TASK DESCRIPTION | Reproduce each line of the entries that carries "woman".

RECORDS SHOWN |
-=-=-
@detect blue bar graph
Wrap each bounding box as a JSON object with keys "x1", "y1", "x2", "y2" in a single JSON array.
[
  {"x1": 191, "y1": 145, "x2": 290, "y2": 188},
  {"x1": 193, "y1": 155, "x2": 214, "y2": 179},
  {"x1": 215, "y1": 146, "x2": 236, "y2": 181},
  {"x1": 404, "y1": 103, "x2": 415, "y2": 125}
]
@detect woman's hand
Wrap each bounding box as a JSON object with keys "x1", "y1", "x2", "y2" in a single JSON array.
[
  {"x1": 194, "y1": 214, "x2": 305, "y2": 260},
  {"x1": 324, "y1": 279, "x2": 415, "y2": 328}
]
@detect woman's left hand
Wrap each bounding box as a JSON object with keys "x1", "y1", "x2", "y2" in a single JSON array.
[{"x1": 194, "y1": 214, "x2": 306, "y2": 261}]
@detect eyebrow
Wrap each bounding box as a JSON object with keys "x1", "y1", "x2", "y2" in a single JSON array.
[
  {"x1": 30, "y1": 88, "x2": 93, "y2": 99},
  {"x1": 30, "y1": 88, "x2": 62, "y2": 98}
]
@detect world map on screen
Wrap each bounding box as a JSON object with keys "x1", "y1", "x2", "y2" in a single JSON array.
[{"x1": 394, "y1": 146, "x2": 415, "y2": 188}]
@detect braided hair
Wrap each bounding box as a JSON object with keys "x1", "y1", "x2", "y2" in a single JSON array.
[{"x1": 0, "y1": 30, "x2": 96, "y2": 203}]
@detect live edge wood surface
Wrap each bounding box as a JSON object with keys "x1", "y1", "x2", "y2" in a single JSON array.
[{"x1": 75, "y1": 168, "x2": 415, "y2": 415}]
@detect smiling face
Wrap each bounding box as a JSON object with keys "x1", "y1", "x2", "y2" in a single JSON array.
-=-=-
ANSWER TO THIS EXERCISE |
@detect woman's hand
@detect woman's left hand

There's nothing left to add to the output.